--- START Text segment ---

DARKNESS AND FUNGUS: AN INTERVIEW WITH “LUMEN” CREATOR, TONY MCMILLEN

DARKNESS AND FUNGUS: AN INTERVIEW WITH “LUMEN” CREATOR, TONY MCMILLEN

Tony McMillen is a novelist, artist, and comic author based out of Massachusetts. Tony’s written two wonderfully dark novels, “Nefarious Twit” and “An Augmented Fourth”, both of which he also served as the interior artist. “Lumen” however marks the first step into comics for his career and it frankly it feels more like a leap. Touching on the unpretentious, communicative storytelling styles of the most celebrated adventure video games in history, McMillen cleverly drops his reader into his world with a simple rule: never lose your light. Ever.

You will do whatever you must to defend your supply of Lumen. And understand that you must, because in the eternal dark of Nocterra it is most precious; quite literally it will save your life. Lumen is a battery; a currency; a weapon; a catalyst for growth; and most importantly, a candle burning forever in a never-ending night. It is a vital resource, but also with the legendary vaquero Rubus Bramble long gone, it has become a place where survivors may place their remaining belief.

Our hero, Esteban Vela is one of these lonely survivors. We know that he is an orphan, but whether he was part of pre-dark civilization is unknown to us. No older than a teen he wanders the endless shroud of Nocterra alone in search of resource deposits. He is content enough just to scrape by and survive, but his fate is meant to change after he stumbles across something far rarer than the glow of Lumen orbs: a way to fight back…

Against angler-men and mechazoids, fungi foes and mushroom monsters; danger abounds in the never-ending night!

Over four issues, McMillen successfully ignites interest for a world entirely dominated by shadows and it was my absolute pleasure to discuss with him the creative process behind it.


SAM GOSS: I remember way back first reading about “Lumen” as a very different type of project: an illustrated video game manual.

TONY McMILLEN: Right, and I still want to do that original concept of a video game manual as the narrative device for a story. I don’t know, it might be “Lumen” later on as a version of it or it might be something separate, I don’t know yet.

SG: Well it’s really cool! So what was the seed idea? I know Green Lantern played a big part, but what else?

TM: Yeah, I think it was sort of two ideas, the first idea was that I really loved the Zelda video game manual as a kid, the old Nintendo game. The artwork was beautiful and there’s storytelling just in the manual itself… I was seven or eight and hadn’t heard of “The Hobbit” yet so this is my first entry into fantasy. And as I look back at it and other illustrated video game manuals, they had this really cool element of immersing you in the story. And after thinking about it for years and years and years I wanted to marry telling a story through an illustrated video game manual with the element of it’s for a game that doesn’t exist. And then I was thinking about the whole Mandala Effect that’s been going around lately that it’s not for a fake game system, it’s for a game system that no one remembers. Then it’s a story within a story within a story and it’s layered and fun.

--- END Text segment ---

| What to work on |
A. In the interview about "Lumen," which childhood video game manual did McMillen say he loved?
B. Continue the "Lumen" interview from where it stops.

--- START Data lines ---

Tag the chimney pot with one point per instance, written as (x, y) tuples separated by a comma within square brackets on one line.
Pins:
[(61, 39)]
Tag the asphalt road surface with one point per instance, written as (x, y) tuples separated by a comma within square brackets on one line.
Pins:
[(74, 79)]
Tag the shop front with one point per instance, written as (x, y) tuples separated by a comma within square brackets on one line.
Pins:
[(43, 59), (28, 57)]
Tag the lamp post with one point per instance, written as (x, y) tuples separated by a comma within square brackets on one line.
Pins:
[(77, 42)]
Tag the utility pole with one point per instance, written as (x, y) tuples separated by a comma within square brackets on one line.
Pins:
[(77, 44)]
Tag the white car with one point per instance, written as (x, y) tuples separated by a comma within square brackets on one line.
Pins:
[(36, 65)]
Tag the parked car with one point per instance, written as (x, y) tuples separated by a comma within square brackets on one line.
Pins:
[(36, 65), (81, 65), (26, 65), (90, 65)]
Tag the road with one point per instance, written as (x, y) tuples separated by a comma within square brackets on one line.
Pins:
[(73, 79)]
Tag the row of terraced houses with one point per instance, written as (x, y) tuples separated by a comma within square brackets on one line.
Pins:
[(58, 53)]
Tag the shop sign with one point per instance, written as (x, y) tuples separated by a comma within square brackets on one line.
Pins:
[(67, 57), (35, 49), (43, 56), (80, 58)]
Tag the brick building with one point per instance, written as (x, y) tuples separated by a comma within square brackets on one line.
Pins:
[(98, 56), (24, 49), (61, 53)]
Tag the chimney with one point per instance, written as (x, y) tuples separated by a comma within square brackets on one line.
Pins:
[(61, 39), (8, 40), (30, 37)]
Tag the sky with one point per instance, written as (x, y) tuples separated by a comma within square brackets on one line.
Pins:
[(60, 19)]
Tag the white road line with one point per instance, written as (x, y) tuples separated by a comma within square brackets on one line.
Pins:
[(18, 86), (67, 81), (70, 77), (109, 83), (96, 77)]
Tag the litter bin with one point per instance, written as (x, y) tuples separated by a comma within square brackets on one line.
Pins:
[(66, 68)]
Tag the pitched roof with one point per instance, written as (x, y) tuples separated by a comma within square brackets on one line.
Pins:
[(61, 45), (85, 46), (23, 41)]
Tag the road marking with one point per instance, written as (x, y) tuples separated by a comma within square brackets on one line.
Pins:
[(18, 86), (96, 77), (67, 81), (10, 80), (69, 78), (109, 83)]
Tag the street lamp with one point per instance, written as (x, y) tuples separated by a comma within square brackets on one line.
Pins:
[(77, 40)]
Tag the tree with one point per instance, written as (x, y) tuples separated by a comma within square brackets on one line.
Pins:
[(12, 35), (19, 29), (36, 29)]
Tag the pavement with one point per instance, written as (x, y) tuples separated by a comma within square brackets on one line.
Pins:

--- END Data lines ---

| Answers per task |
A. The manual for Zelda, the old Nintendo game.

B.
SG: The Alucinari, right? And “Lumen” was the game?

TM: Well a lot of my favorite comic book creators like Frank Miller took on characters like Daredevil that weren’t selling well, Alan Moore took on Swamp Thing because it wasn’t selling well. And I thought “what book would be a challenge?” Well I sort of hate Green Lantern… I just don’t get the space cop element. But what would I keep? A guy with a lantern, that’s very elemental.

SG: It’s super Led Zeppelin.

TM: Oh yeah I think I included in a blog post one time a still from “The Song Remains the Same” when Jimmy Page climbs the mountain and the vision of him as the old guy with the lantern. That’s a visual inspiration for “Lumen”.

SG: And it feels like “Lumen” has some other tarot card elements to it as well.

TM: Oh yeah like The Fool is one of those cards where even if you’re not super into tarot, it’s really impactful. Just the symbolism of it means a lot to me. So if I would do Green Lantern I would start all over and it’s just a guy with a lantern in a world of eternal darkness. It’s a world where it’s always night time and you’re not sure if it’s explained scientifically or supernaturally.

SG: And you illustrate as well.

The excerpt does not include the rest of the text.